**EXERCISE DETAILS**
Search the listing below for the string "corner" and show each line that contains it.

**RECORD EXTRACTS**
★ ★ ★

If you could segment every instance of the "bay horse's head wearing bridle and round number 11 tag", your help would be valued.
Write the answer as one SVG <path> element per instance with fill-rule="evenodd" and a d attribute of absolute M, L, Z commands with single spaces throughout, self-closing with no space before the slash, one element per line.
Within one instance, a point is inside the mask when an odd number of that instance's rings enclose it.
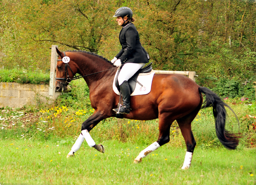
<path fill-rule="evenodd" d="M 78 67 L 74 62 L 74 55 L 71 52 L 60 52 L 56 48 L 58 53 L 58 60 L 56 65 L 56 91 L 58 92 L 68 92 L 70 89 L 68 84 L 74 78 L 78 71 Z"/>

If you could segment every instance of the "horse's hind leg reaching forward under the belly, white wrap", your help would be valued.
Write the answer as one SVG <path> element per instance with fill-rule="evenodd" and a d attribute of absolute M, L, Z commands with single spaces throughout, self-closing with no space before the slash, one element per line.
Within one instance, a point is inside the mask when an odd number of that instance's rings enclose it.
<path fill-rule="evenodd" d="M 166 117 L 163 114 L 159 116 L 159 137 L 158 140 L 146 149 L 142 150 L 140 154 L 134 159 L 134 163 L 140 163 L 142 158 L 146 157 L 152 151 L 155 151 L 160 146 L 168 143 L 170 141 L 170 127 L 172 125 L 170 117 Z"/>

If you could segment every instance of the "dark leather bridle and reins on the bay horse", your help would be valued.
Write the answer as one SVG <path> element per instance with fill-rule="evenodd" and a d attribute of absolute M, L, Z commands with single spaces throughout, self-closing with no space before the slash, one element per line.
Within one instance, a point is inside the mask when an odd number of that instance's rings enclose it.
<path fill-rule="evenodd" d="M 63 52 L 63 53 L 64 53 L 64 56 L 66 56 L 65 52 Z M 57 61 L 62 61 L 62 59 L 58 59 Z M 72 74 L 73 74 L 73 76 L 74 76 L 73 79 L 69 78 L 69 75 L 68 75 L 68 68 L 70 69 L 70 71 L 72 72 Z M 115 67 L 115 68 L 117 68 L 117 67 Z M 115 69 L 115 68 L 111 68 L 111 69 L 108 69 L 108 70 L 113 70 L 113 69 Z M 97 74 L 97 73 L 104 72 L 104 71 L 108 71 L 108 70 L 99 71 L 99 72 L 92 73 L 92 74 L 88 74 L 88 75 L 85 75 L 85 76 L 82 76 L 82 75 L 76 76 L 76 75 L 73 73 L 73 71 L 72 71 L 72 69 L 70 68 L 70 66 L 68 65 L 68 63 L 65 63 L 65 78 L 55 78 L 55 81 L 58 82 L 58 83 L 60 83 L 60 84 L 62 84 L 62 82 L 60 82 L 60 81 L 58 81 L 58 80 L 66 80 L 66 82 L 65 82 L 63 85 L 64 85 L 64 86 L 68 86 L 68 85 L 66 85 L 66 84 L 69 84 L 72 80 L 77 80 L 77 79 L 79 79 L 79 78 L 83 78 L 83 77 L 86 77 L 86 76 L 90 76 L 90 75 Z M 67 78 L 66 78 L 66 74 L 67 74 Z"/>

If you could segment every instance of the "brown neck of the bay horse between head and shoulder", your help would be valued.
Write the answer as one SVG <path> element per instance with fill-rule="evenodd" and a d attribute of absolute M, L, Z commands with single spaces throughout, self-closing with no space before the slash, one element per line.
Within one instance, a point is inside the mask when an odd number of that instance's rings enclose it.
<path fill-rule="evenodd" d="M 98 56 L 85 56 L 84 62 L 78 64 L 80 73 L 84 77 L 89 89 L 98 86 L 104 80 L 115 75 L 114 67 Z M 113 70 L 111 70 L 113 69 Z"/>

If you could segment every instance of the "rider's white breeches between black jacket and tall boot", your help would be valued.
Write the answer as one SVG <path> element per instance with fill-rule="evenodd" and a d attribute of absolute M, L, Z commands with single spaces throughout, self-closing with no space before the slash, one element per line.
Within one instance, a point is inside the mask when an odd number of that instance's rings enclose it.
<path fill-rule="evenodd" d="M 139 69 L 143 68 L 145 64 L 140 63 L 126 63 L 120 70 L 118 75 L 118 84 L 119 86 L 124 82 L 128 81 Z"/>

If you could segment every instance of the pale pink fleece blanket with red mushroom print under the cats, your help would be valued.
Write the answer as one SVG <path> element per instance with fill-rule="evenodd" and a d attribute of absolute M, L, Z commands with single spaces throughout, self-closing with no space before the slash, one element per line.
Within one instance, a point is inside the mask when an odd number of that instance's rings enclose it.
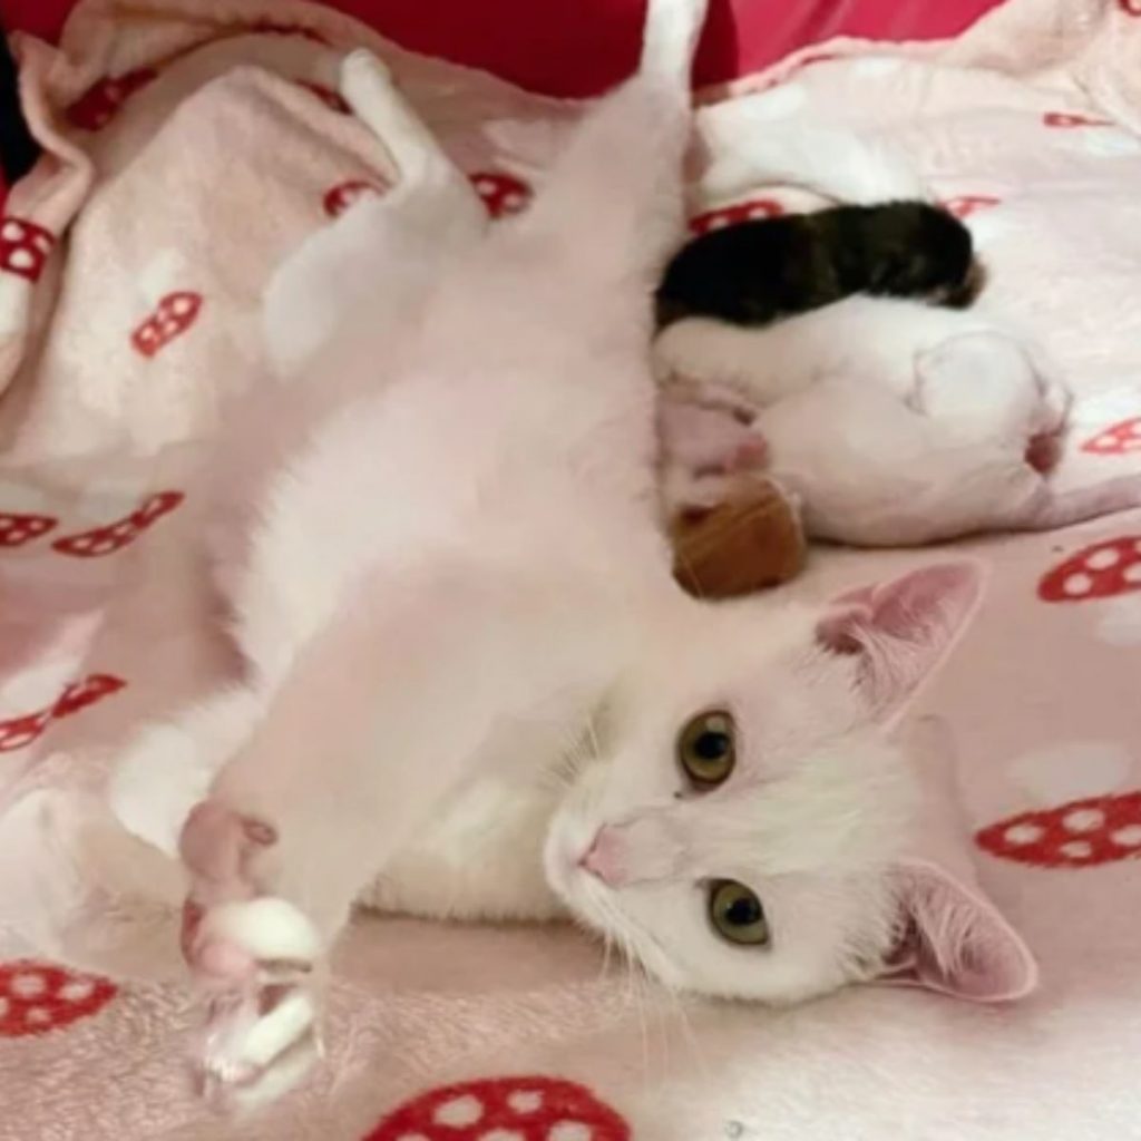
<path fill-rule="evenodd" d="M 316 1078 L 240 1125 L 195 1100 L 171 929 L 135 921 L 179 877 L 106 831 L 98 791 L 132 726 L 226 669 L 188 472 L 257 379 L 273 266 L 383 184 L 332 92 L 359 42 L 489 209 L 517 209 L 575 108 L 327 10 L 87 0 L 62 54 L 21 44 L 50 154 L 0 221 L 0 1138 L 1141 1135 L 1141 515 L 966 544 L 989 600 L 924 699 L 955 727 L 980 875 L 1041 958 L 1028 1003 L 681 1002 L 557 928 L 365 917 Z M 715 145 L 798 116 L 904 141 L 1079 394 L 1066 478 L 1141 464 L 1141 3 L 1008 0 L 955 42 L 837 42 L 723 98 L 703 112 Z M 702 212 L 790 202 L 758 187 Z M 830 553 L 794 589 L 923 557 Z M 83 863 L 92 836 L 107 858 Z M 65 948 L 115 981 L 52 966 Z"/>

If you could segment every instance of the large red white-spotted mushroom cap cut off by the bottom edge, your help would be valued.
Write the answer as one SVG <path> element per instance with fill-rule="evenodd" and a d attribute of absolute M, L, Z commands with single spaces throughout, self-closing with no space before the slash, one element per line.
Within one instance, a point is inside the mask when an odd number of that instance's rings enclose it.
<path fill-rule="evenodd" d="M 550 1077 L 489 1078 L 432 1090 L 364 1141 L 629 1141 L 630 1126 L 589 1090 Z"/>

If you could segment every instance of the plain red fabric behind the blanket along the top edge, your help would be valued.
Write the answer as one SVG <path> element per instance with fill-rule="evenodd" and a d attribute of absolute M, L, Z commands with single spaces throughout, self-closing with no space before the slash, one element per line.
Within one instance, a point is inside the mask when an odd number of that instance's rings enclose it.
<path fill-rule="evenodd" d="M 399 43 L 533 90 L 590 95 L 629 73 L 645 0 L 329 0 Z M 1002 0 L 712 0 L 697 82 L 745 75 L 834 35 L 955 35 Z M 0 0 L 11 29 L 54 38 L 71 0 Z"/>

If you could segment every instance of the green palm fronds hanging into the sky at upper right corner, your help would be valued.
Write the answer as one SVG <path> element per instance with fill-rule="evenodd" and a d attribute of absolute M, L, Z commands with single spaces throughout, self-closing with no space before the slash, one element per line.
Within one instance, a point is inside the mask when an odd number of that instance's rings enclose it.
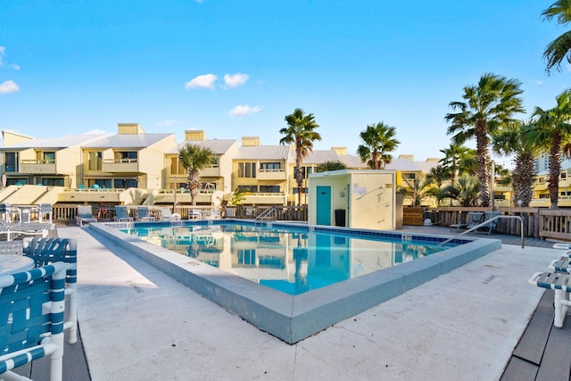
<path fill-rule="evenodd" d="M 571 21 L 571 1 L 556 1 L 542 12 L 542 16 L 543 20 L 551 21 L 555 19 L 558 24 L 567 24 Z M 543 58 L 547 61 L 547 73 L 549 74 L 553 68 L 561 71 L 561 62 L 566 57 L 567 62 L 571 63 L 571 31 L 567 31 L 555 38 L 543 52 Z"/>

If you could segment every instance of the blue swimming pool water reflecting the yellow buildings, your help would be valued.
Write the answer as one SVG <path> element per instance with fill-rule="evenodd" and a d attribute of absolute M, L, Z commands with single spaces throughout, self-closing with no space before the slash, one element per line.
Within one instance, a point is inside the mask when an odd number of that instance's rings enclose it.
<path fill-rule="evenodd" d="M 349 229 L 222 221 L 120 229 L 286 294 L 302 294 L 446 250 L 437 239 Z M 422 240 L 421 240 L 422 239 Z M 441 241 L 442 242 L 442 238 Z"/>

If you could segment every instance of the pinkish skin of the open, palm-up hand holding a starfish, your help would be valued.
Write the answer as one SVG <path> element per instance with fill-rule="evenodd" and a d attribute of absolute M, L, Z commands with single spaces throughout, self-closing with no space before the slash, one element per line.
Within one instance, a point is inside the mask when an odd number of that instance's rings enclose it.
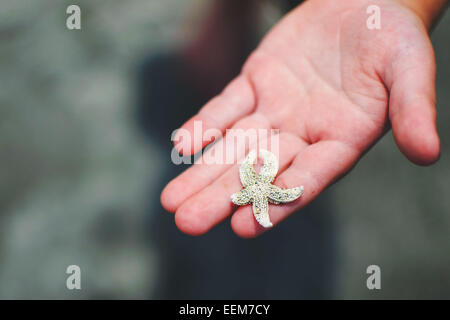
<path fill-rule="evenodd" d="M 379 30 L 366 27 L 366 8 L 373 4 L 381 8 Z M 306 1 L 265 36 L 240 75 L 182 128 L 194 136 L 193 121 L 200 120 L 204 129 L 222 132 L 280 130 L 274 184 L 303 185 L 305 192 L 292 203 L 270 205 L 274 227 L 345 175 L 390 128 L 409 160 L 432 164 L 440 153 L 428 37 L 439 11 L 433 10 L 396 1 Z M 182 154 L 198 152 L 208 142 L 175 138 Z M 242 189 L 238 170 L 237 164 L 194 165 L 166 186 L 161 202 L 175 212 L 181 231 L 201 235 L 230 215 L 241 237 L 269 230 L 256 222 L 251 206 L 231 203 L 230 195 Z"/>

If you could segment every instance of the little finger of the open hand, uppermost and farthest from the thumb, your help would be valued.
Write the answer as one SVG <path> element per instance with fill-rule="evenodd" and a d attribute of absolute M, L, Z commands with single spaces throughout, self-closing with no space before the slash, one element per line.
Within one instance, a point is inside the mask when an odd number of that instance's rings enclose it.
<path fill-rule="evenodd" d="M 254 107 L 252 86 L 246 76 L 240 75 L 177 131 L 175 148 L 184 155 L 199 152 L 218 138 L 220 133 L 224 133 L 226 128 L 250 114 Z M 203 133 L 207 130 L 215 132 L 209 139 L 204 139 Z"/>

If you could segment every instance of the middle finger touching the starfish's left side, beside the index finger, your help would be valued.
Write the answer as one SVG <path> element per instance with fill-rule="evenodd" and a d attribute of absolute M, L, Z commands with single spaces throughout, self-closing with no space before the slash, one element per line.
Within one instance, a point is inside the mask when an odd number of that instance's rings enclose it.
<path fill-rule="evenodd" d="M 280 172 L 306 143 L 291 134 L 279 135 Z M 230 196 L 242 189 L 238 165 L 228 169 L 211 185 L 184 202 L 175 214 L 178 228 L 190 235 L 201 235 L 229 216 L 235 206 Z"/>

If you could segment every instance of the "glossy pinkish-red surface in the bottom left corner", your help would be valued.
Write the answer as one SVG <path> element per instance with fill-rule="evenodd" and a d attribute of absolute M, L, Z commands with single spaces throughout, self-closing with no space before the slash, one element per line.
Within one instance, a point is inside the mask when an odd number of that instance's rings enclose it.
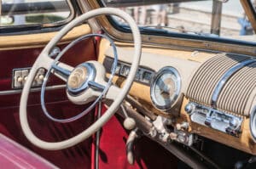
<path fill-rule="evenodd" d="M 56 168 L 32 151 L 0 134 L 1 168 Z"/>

★ ★ ★

**TASK SOLUTION**
If you could segment every instance of the green palm fronds hanging into the sky at upper right corner, your help would be valued.
If you could segment every instance of the "glossy pinkish-red surface in the bottom left corner", your help would be valued.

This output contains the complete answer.